TASK DESCRIPTION
Whenever a line in the data below includes the string "building", copy it out.

━━━━━━━━━━━━━━━━━━━━━━━━━━━━━━

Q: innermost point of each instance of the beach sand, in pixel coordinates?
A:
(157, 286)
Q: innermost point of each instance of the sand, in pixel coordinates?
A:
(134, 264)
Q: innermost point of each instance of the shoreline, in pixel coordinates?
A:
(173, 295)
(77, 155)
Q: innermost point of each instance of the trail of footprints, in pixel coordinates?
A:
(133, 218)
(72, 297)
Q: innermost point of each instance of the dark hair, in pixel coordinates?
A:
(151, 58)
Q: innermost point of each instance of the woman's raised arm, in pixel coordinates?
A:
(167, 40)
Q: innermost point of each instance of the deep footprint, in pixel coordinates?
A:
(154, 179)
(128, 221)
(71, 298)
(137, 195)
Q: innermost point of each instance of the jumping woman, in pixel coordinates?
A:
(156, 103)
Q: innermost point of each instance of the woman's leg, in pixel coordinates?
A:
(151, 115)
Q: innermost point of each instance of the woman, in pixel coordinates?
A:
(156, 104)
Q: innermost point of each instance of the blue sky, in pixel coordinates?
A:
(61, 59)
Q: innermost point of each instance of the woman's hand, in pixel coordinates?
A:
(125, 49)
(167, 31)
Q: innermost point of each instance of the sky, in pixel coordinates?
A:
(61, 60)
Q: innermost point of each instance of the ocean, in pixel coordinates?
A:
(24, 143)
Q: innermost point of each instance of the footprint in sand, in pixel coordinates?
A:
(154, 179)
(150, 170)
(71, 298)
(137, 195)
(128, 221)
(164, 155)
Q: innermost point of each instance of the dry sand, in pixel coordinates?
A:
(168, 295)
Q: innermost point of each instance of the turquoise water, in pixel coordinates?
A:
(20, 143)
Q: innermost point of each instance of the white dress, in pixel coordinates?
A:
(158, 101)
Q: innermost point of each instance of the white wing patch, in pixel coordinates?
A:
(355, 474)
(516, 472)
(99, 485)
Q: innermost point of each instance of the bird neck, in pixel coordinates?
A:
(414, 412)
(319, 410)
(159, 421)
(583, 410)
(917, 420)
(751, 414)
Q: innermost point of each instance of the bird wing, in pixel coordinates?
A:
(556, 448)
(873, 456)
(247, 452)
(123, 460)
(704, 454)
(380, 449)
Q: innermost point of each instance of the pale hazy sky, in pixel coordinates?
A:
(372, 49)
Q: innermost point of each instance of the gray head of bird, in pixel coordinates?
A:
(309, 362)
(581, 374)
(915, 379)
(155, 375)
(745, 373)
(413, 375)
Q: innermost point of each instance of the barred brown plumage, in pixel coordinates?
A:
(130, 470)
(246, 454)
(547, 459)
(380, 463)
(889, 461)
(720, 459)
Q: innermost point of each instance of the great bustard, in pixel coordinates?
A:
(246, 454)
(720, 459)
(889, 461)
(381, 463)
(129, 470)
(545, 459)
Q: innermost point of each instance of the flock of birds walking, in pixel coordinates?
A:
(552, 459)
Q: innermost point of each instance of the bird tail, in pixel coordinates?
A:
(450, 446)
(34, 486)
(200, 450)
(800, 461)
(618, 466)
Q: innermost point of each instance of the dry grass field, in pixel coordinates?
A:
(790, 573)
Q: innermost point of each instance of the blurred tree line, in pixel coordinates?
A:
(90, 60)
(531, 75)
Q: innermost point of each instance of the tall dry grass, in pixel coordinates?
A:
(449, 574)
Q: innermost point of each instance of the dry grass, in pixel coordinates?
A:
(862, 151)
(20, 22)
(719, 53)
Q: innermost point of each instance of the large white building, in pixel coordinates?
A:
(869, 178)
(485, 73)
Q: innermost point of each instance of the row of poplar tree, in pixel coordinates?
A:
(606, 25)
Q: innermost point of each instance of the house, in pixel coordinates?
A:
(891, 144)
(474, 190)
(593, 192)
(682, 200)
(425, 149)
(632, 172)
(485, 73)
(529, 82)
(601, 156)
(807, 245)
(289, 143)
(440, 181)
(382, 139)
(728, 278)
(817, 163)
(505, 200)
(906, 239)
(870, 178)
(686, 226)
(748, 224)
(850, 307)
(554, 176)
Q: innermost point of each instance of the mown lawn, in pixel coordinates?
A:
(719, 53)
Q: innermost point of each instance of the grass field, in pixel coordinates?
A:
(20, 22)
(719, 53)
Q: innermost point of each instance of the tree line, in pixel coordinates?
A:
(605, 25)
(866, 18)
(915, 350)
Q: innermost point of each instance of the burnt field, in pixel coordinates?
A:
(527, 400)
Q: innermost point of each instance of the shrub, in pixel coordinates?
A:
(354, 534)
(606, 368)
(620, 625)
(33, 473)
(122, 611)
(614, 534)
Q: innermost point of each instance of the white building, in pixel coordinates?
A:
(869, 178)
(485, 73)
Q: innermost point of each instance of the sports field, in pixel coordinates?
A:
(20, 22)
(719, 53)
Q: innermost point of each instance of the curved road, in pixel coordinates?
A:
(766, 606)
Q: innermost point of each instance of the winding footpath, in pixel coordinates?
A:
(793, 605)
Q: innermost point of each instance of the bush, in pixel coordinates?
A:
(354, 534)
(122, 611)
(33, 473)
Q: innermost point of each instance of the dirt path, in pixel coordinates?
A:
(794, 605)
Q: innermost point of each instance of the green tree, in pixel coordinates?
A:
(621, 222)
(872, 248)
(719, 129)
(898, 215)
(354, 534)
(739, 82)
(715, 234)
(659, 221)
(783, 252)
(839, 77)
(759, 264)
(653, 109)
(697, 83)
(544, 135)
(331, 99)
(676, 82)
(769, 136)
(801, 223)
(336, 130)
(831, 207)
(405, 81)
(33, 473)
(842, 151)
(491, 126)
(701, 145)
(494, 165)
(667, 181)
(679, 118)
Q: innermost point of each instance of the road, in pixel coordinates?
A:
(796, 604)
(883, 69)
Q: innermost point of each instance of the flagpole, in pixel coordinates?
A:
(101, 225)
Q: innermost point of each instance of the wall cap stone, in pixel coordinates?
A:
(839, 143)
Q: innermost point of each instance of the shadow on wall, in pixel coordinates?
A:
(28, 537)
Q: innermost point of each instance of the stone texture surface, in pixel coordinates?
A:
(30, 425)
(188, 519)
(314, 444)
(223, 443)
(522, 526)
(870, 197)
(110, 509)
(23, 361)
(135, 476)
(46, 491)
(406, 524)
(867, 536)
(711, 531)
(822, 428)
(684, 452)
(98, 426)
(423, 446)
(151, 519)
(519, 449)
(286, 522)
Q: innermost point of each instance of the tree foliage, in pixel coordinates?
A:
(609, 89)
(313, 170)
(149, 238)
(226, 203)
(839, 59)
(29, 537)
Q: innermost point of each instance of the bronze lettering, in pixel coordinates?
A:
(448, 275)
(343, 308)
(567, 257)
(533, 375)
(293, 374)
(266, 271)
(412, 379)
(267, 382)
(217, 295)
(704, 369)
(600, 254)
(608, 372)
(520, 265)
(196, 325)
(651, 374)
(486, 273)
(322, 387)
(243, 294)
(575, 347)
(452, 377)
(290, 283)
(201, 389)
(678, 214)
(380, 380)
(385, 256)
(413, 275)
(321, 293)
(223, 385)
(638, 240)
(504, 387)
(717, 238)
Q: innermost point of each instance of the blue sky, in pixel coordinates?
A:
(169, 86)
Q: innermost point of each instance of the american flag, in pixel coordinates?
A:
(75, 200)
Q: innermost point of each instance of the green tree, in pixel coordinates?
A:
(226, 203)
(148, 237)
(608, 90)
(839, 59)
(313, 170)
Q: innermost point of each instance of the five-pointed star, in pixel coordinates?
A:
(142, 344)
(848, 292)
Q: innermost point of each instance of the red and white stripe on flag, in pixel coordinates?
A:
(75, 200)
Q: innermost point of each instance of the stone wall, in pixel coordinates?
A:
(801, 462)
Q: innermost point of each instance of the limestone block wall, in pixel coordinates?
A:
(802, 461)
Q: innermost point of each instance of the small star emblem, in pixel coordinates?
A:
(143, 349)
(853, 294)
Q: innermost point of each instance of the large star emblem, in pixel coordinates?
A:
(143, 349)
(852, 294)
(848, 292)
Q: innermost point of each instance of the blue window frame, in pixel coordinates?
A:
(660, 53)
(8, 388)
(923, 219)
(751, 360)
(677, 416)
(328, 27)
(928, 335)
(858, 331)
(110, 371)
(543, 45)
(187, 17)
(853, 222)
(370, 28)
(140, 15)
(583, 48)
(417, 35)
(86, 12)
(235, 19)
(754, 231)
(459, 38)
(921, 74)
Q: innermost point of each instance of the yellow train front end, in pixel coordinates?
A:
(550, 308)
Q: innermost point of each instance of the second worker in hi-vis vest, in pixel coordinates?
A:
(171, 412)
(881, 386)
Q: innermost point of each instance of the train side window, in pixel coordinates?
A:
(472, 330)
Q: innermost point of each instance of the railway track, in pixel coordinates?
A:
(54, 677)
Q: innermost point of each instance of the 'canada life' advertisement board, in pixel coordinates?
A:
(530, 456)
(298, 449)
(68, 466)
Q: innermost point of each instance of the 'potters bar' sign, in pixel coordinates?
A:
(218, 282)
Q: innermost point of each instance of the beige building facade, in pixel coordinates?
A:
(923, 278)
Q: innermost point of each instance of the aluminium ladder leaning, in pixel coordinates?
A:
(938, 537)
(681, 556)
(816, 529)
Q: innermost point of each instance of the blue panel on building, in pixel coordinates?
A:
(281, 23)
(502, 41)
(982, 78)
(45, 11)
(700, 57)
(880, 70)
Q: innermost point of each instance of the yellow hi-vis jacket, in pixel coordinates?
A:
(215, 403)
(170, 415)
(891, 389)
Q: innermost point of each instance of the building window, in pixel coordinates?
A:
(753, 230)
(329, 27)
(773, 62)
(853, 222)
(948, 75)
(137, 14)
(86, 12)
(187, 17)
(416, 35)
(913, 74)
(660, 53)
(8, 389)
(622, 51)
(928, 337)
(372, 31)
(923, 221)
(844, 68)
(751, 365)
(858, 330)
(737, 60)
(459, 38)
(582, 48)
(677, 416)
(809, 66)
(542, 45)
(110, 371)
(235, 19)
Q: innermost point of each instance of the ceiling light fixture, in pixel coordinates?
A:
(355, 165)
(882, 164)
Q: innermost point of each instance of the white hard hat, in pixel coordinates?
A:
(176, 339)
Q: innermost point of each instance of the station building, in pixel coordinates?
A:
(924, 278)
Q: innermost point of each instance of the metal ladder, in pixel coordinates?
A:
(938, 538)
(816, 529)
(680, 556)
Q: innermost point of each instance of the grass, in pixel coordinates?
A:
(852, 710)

━━━━━━━━━━━━━━━━━━━━━━━━━━━━━━

EXERCISE OUTPUT
Q: innermost point of each instance of the large white building, in pixel coordinates?
Q: innermost point of each instance of the white building, in pixel coordinates?
Q: innermost point of each instance of the beige building facade, in pixel coordinates?
Q: innermost point of each instance of the blue panel on building, in pixel coordinates?
Q: innermost point of each instance of the building window, in pixel coordinates?
Q: innermost point of each instance of the station building, in pixel coordinates?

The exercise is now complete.